*Data in this exercise*.
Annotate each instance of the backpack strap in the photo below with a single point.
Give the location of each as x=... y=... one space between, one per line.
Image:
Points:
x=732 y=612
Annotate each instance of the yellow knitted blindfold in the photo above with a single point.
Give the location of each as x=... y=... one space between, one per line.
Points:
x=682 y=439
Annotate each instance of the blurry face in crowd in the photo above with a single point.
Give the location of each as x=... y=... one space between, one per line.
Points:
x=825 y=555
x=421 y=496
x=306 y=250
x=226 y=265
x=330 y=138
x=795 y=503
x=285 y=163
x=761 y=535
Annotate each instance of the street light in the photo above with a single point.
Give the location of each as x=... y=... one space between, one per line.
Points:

--

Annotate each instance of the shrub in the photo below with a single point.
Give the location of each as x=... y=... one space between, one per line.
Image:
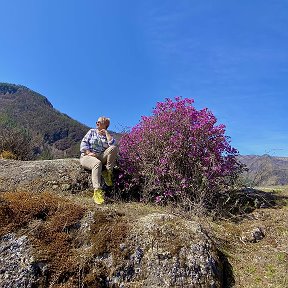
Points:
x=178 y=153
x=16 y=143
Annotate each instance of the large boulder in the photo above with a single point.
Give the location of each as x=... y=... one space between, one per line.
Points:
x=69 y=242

* * *

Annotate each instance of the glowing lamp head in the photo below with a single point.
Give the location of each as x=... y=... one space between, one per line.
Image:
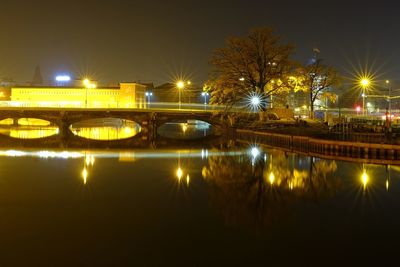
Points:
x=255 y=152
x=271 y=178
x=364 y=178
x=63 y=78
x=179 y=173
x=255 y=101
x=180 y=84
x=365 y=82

*Exercise directions*.
Quote verbatim the rows above, starting at the line that contains "Annotate each instance of the backpack" and ending at the line that contains "x=732 y=612", including both of those lines.

*The solution*.
Annotate each instance of the backpack strap in the photo below with a single point.
Give the location of each as x=... y=... one space between, one per line.
Image:
Points:
x=732 y=612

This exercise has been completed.